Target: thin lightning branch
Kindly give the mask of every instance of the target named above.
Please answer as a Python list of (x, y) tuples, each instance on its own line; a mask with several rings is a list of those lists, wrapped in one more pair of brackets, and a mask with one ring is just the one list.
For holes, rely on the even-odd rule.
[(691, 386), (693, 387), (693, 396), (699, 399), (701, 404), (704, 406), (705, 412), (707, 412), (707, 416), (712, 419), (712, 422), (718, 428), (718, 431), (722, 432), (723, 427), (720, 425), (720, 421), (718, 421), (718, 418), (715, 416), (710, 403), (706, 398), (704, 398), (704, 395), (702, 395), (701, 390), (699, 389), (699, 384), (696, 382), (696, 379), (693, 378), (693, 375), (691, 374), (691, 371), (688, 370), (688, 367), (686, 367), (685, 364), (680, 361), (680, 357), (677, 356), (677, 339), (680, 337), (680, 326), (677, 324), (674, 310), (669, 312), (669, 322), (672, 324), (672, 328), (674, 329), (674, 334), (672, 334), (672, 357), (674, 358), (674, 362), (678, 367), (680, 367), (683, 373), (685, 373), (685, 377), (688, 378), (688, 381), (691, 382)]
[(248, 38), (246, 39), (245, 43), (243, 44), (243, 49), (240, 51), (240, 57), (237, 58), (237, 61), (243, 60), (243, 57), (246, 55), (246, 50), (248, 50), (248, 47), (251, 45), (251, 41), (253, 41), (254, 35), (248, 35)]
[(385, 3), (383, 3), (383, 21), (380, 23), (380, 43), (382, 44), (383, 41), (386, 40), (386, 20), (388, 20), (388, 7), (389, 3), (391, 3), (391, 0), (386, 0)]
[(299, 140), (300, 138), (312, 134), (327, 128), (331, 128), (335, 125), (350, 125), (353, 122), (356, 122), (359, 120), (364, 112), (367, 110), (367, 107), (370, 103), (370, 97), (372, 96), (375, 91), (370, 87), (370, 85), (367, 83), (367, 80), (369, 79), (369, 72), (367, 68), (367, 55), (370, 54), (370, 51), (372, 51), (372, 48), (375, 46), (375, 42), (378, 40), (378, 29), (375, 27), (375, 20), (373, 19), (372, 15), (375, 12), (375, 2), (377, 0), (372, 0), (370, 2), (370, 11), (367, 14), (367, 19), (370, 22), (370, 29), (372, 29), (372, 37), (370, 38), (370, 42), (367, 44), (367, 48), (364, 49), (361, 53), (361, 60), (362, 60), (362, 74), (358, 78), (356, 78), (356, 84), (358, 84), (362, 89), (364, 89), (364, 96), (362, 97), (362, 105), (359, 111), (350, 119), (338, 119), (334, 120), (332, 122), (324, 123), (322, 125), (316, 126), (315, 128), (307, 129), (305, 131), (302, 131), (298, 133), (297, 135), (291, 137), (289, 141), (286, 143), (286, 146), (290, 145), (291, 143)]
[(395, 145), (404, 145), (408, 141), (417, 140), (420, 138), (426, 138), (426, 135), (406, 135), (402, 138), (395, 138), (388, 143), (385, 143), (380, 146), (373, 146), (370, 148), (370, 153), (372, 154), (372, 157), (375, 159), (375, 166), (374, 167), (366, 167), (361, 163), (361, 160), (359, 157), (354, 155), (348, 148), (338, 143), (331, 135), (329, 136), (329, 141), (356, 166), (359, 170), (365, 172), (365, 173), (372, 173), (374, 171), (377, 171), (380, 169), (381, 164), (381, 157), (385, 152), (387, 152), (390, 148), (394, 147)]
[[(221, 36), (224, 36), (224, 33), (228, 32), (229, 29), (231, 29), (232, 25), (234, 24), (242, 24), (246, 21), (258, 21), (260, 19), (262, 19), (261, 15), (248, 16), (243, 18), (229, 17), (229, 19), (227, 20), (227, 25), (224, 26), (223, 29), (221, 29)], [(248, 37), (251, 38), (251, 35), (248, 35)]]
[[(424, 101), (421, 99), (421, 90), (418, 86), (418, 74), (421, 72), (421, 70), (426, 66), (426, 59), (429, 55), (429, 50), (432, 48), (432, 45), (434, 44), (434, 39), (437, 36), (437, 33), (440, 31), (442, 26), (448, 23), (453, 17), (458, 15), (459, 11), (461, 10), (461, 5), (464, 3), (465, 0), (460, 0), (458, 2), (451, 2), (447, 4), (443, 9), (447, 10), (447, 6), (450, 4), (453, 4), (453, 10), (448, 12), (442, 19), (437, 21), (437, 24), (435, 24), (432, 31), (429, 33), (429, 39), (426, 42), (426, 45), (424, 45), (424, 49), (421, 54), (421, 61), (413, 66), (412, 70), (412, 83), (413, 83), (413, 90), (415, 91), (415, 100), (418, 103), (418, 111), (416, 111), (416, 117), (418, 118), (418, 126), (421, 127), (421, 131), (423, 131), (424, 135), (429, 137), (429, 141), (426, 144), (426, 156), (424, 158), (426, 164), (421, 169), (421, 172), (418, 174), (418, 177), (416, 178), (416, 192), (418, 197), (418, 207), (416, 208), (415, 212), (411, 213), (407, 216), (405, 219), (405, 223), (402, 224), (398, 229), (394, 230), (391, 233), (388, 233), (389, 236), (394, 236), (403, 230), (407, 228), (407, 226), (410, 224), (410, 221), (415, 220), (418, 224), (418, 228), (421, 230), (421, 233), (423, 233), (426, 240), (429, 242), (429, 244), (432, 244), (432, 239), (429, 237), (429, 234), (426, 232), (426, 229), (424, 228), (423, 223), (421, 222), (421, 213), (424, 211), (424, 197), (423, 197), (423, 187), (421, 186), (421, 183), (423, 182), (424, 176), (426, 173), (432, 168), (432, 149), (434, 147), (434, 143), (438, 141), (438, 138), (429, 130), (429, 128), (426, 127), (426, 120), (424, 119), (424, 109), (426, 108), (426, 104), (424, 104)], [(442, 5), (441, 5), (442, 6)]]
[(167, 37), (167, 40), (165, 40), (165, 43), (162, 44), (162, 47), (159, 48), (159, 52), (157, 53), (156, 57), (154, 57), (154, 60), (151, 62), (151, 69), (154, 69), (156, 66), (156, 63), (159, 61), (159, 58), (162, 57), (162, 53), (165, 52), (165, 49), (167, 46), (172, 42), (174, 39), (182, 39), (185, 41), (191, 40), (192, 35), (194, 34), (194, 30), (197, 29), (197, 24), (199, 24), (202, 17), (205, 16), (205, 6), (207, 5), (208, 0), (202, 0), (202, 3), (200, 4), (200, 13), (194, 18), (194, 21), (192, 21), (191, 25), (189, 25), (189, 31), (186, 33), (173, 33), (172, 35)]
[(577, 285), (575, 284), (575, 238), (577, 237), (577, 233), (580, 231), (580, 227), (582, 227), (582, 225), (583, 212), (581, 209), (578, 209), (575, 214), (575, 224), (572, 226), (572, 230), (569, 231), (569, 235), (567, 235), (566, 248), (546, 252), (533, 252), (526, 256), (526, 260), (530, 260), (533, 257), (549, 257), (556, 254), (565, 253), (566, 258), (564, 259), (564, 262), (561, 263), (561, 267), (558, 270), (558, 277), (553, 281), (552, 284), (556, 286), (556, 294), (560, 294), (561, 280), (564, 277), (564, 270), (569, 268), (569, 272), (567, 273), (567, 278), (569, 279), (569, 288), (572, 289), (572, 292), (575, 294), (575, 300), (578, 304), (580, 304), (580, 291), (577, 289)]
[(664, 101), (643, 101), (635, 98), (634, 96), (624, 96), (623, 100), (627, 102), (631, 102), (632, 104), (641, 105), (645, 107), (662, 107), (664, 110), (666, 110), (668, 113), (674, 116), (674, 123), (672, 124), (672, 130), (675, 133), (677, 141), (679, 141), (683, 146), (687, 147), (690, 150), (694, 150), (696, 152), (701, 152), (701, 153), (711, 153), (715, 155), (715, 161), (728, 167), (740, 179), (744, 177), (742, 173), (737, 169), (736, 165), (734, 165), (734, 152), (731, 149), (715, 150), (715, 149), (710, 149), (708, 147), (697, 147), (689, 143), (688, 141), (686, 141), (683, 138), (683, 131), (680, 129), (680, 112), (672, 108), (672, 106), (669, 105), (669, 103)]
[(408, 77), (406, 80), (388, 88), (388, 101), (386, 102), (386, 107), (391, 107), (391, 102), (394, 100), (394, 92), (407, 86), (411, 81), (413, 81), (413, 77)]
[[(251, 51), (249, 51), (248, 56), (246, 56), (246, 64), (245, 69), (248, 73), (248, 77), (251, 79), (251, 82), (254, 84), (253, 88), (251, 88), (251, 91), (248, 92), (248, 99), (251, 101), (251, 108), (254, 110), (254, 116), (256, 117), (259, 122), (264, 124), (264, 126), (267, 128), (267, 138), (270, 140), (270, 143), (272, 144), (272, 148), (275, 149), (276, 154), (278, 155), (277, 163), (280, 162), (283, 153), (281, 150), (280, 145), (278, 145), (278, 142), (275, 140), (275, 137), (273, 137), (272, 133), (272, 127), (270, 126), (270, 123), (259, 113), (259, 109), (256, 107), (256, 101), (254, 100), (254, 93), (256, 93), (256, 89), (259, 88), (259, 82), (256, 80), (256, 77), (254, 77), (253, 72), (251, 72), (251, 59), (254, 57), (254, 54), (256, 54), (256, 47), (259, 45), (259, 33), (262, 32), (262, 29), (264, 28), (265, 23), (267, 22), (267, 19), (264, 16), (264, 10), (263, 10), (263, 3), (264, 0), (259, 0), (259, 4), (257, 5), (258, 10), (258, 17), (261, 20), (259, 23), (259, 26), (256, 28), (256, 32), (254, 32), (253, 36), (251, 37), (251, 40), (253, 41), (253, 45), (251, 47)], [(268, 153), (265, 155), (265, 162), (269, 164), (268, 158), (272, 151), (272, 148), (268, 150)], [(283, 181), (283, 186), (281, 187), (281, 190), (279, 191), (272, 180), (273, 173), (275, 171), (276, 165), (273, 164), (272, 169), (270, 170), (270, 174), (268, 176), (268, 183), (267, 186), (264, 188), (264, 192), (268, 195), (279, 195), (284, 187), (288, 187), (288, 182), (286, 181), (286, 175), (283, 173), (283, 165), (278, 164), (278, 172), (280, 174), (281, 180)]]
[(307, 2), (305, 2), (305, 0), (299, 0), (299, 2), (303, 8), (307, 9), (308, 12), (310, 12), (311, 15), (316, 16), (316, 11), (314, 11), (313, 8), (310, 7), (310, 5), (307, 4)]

::::::

**BRIEF**. Begin at the first line of the records above and restate each line word for word, stopping after the line with "Please answer as".

**ANSWER BOX**.
Target: thin lightning branch
Kindly give the mask of every instance of the target named above.
Please answer as a Python list of (x, y) tuples, each instance on its own line; a mask with several rings is a list of those lists, wrapped in one more pair of brackets, and a mask with one ring is just the one list.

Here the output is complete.